#### Data lines ####

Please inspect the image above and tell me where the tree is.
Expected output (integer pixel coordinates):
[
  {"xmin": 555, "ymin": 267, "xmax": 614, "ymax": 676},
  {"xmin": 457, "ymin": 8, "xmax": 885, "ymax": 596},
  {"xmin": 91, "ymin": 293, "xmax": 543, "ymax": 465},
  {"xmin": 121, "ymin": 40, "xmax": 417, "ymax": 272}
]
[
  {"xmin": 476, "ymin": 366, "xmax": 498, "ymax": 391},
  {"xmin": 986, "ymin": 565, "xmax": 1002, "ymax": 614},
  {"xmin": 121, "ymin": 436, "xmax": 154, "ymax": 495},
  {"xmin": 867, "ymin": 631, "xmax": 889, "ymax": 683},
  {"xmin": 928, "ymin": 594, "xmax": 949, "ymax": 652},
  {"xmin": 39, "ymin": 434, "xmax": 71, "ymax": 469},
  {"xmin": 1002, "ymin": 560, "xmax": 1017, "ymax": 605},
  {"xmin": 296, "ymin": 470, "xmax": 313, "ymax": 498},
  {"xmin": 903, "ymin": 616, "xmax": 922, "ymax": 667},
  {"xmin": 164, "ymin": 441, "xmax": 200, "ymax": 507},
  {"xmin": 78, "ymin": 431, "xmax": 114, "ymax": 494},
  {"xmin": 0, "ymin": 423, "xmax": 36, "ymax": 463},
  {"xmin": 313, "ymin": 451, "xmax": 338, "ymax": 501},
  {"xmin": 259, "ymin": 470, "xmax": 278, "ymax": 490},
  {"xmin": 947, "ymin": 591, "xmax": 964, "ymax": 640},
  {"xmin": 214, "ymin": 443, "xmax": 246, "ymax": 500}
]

####

#### [What to do]
Find each line in the records that contains the word "where" and copy those lines out in full.

#### [Reply to the exercise]
Please inspect the image above and tell me where the tree is.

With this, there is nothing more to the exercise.